▶ **Quoted passage**

Lean for Systems Engineers (and developers)     pdf version

November 2011 I presented at the "Lean & Agile for Systems Engineers" seminar in Stockholm, organized by INCOSE-Sweden, I was asked to talk about "How is it possible that most organizations still survive while their competitors are applying Lean?" (short answer: "They don't", pun intended) and "My Practical Approaches for Becoming Lean and Really Agile". I was also asked first to present a "Lean & Agile Primer", in order to set the stage: What are we actually talking about? I wanted to avoid the usual hallelujah stories about Lean and Agile, so I researched to find and present about the "essence" of these ideas and how these ideas can actually improve Systems Engineering results.

Here are some of my findings about Lean. Perhaps I can write another time about my findings about Agile. Short advice: avoid the hype and the tools; try to find the essence and go for that.

▶ **Problem 1**
Answer these questions from the text about Lean for systems engineers:
(a) Which organization organized the seminar in Stockholm?
(b) What short answer does the author give to the question of how most organizations still survive while competitors apply Lean?
(c) What short advice does the author offer?
▶ **Problem 2**
Pick up the text about Lean for systems engineers right after its last sentence, and extend it by a paragraph or two.

▶ **Supplied data**
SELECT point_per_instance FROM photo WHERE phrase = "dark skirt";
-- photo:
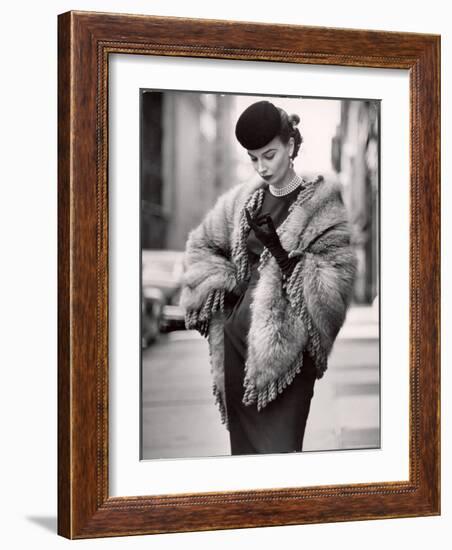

▶ **Expected answer 1**
(a) INCOSE-Sweden organized it.
(b) The short answer is "They don't."
(c) Avoid the hype and the tools, find the essence, and go for that.

▶ **Expected answer 2**
The origin of the word "Lean" comes from people from MIT, who tried to find the secret behind the Japanese Car Production 'miracle' (read: 'Toyota'). The word started the Lean hype with the book
The Machine That Changed the World: The Story of Lean Production by Womack, Jones and Rook (1990). A reviewer of the book noted: "A lot of the cost of vehicles is based on bad design, poor management, and an attitude that problems, no matter how small, can be overlooked". Sounds familiar? Womack writes: The goal is reduction of waste. To achieve this, a company must look at what creates value and eliminate all other activities:

  1. Specify value from the standpoint of the end customer by product family
  2. Identify all the steps in the value stream for each product family, eliminating whenever possible those steps that do not create value
  3. Make the value-creating steps occur in tight sequence so the product will flow smoothly toward the customer
  4. As flow is introduced, let customers pull value from the next upstream activity
  5. As value is specified, value streams are identified, wasted steps are removed, and flow and pull are introduced, begin the process again and continue it until a state of perfection is reached in which perfect value is created with no waste.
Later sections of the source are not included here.